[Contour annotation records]
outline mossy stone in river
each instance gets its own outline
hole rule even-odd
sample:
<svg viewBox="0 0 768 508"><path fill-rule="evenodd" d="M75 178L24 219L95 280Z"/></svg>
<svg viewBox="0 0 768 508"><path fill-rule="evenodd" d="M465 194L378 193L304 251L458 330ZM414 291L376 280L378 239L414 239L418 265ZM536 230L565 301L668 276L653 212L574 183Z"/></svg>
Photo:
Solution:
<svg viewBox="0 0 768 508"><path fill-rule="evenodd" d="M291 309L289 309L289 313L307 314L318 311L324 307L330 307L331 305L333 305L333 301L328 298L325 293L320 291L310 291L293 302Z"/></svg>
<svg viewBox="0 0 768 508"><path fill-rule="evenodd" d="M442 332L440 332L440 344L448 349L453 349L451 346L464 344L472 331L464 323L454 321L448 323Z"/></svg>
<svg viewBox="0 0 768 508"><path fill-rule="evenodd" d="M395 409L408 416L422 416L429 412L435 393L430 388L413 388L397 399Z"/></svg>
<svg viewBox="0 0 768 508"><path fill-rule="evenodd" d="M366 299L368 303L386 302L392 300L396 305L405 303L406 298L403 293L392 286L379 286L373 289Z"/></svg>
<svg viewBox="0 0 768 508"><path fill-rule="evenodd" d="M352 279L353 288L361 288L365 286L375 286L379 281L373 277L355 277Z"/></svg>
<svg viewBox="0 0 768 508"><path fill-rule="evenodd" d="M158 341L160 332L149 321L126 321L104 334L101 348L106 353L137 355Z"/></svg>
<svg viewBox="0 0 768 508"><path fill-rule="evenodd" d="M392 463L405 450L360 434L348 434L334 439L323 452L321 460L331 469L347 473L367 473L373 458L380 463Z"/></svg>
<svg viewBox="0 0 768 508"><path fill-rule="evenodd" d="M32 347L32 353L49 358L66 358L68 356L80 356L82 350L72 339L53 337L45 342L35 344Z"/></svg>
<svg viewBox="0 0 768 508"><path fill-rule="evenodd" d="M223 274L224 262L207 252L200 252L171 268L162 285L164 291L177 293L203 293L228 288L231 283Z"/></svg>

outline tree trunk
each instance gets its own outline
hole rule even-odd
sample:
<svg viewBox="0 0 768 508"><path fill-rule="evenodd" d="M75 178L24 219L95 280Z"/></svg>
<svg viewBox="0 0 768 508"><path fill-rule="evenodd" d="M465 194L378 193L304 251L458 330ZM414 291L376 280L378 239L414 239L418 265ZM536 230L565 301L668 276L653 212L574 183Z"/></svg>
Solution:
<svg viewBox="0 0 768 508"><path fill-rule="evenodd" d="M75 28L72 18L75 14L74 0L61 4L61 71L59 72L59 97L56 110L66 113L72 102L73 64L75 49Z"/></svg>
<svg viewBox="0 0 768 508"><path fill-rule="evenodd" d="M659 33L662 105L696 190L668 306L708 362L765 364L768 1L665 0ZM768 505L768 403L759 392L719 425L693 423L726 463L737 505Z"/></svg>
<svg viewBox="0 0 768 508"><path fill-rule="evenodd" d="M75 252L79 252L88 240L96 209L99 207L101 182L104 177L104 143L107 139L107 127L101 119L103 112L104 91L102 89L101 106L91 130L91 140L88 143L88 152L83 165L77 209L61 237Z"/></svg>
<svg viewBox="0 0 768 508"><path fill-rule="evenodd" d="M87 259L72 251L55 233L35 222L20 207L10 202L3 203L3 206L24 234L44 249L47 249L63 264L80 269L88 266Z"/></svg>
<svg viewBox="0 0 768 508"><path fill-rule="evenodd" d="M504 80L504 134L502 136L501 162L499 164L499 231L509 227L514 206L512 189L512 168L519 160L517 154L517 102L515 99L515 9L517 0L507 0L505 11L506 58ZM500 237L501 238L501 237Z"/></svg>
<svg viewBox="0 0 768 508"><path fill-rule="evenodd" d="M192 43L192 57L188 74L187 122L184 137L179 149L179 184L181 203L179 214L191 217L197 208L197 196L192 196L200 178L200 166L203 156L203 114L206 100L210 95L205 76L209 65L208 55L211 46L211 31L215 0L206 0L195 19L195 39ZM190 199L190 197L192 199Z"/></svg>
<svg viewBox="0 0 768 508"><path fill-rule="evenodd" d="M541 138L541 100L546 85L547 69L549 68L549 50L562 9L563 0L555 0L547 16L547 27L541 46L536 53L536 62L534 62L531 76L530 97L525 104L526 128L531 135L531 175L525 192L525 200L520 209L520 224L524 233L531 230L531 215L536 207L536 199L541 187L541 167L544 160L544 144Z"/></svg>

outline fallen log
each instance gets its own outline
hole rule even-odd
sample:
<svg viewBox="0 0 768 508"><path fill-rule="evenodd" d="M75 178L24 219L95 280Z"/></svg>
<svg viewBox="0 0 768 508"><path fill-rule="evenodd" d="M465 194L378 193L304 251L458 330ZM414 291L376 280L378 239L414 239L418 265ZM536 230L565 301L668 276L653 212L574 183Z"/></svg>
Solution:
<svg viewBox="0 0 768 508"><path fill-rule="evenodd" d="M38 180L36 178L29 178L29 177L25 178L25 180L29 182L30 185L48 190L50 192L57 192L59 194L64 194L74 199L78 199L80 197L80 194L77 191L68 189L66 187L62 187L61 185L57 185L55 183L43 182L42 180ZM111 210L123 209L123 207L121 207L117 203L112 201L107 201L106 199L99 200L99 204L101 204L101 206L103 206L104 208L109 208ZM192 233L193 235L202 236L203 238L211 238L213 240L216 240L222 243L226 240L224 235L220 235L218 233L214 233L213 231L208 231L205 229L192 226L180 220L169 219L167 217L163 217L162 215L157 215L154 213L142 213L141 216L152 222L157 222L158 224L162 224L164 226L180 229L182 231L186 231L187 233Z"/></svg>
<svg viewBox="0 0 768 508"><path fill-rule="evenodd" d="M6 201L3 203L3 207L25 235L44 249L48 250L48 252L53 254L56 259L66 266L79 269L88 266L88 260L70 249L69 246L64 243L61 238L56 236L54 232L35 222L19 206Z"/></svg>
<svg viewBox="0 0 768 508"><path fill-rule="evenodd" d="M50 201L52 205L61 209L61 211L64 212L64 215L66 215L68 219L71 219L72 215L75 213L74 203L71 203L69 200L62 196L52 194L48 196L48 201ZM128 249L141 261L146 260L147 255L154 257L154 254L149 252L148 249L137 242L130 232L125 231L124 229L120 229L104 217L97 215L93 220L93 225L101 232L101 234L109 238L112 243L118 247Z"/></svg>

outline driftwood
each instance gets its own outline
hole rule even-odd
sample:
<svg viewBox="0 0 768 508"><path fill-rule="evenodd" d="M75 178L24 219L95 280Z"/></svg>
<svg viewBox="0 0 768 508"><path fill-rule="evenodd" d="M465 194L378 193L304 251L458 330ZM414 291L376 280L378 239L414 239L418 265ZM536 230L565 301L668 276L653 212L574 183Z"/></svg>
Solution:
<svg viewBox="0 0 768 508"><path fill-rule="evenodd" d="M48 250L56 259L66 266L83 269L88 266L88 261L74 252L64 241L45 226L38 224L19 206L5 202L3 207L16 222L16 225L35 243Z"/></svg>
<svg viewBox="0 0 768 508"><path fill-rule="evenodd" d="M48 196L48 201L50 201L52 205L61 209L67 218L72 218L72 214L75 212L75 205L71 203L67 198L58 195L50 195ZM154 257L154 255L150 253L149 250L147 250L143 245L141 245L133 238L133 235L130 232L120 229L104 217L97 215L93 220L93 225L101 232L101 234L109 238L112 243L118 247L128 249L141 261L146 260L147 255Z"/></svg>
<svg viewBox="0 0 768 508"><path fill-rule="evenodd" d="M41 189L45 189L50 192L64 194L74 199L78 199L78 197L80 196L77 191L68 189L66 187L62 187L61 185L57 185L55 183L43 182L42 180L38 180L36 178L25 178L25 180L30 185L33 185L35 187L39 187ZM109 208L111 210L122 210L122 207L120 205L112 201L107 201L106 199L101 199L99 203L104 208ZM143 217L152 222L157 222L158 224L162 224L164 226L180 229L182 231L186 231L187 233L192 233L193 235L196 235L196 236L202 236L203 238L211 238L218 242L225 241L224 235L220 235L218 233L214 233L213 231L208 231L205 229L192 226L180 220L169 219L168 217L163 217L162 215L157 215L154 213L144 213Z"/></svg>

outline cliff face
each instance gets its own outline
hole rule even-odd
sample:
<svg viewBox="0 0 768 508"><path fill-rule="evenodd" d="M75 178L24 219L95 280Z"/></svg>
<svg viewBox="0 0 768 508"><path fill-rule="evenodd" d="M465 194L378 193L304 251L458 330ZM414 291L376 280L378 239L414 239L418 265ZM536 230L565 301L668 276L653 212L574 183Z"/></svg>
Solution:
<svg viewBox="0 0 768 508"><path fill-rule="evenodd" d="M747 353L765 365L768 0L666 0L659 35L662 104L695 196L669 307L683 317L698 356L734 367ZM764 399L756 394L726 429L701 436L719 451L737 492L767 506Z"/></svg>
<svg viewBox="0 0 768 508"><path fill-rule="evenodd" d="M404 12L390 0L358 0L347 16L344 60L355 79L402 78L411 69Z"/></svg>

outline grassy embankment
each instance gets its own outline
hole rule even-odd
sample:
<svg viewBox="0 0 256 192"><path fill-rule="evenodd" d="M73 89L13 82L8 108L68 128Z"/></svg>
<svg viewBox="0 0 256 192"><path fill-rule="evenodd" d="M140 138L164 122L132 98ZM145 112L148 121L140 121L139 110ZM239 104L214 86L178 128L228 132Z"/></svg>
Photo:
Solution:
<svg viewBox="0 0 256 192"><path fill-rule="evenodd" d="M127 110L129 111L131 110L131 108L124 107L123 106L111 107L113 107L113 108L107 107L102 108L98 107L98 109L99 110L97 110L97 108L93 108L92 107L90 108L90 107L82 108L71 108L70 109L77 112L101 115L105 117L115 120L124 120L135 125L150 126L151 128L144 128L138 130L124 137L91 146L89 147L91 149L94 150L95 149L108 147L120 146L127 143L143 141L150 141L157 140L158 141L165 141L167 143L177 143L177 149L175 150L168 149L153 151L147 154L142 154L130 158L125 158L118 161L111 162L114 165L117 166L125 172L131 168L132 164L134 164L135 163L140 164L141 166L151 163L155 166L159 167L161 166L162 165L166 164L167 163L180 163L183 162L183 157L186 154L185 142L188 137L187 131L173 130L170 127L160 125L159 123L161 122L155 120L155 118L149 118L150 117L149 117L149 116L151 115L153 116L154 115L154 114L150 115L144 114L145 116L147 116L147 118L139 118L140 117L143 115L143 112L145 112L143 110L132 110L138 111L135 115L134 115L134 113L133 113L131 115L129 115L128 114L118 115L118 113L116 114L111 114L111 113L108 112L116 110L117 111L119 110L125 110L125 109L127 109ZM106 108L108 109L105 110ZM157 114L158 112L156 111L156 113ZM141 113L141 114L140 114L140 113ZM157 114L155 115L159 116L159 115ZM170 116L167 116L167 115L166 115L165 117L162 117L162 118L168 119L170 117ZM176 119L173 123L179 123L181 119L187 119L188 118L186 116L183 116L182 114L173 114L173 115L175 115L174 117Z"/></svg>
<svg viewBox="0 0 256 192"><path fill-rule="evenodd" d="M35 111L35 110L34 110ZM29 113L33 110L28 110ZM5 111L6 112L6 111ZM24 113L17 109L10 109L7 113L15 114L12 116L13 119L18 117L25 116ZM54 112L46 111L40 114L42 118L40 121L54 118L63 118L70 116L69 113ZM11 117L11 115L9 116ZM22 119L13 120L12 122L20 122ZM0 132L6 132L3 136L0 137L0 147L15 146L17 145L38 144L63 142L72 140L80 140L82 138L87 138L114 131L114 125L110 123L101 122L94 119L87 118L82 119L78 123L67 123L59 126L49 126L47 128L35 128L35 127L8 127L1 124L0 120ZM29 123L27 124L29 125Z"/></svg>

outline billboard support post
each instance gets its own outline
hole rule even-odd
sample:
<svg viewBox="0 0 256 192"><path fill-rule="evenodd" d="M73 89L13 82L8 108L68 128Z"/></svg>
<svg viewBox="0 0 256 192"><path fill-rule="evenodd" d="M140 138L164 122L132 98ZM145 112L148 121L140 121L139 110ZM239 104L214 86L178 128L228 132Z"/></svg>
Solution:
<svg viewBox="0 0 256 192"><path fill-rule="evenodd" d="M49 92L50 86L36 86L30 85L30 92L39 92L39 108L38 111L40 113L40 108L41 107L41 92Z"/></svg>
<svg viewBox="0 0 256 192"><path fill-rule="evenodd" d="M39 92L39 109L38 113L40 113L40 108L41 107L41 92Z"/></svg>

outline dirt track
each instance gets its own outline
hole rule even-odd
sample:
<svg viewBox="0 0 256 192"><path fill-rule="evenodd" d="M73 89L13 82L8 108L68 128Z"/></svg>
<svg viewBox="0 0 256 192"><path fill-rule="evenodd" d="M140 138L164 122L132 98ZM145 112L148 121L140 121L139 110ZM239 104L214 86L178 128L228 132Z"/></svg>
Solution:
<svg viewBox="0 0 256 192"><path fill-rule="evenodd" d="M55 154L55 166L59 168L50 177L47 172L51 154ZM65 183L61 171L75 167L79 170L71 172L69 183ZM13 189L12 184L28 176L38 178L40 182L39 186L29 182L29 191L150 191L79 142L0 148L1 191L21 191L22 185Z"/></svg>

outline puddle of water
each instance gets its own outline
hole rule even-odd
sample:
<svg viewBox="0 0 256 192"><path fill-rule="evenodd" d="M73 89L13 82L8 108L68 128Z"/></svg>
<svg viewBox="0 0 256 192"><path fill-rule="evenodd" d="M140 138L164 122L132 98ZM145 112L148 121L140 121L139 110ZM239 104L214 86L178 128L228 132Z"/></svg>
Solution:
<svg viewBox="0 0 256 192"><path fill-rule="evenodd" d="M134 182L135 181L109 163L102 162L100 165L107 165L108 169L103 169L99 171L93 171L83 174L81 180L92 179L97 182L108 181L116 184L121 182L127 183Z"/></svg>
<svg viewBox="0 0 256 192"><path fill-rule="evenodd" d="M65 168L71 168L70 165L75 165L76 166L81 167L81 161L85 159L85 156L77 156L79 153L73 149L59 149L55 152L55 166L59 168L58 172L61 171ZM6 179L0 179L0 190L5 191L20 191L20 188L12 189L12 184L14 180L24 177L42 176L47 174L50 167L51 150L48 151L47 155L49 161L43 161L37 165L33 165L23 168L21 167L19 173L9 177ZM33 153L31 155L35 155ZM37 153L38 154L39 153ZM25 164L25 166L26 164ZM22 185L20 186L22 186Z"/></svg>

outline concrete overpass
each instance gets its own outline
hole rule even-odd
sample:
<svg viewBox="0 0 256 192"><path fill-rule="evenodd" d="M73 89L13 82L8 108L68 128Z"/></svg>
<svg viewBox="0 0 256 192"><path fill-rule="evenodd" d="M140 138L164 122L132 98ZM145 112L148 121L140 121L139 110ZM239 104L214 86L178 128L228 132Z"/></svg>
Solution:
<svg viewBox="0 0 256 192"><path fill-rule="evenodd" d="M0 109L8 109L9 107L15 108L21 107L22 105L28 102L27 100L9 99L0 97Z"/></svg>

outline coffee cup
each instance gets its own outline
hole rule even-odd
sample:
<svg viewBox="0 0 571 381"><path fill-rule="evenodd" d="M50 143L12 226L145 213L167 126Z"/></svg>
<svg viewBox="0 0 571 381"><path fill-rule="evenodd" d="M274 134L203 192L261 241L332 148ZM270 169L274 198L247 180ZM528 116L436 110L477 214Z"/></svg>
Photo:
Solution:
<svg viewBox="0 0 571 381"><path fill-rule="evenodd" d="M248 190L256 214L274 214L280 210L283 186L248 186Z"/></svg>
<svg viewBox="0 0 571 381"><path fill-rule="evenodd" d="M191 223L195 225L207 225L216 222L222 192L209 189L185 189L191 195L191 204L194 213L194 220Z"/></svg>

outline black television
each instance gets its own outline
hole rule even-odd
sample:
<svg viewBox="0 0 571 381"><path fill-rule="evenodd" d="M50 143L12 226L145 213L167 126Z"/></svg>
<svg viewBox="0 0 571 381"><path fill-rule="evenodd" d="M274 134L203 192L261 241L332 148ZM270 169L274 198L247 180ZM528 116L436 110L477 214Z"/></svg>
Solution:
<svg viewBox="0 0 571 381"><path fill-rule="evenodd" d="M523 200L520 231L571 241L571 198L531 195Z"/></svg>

## STATED EXERCISE
Reproduce, unchanged, the stretch of the records from the line containing "outline billboard support post" through the line containing "154L55 166L59 168L50".

## SOLUTION FOR THIS TASK
outline billboard support post
each instance gets its own outline
hole rule even-odd
sample:
<svg viewBox="0 0 256 192"><path fill-rule="evenodd" d="M73 89L13 82L8 108L68 128Z"/></svg>
<svg viewBox="0 0 256 192"><path fill-rule="evenodd" d="M140 138L164 122L132 98ZM145 112L148 121L140 121L139 110ZM239 104L214 86L178 128L228 132Z"/></svg>
Solution:
<svg viewBox="0 0 256 192"><path fill-rule="evenodd" d="M49 92L50 86L36 86L30 85L30 92L39 92L39 108L38 111L40 113L40 108L41 107L41 92Z"/></svg>
<svg viewBox="0 0 256 192"><path fill-rule="evenodd" d="M39 92L39 109L38 113L40 113L40 108L41 107L41 92Z"/></svg>

outline dirt track
each instance gets its own outline
hole rule even-odd
sample:
<svg viewBox="0 0 256 192"><path fill-rule="evenodd" d="M73 89L13 82L8 108L68 128Z"/></svg>
<svg viewBox="0 0 256 192"><path fill-rule="evenodd" d="M140 138L164 122L132 98ZM145 112L148 121L140 121L139 110ZM239 104L214 86L178 128L228 132Z"/></svg>
Solution:
<svg viewBox="0 0 256 192"><path fill-rule="evenodd" d="M55 154L55 166L59 168L50 177L47 172L51 154ZM65 183L61 171L75 167L79 170L71 172L69 183ZM13 189L12 184L28 176L38 178L40 182L39 186L29 182L29 191L150 191L79 142L0 148L1 191L21 191L22 185Z"/></svg>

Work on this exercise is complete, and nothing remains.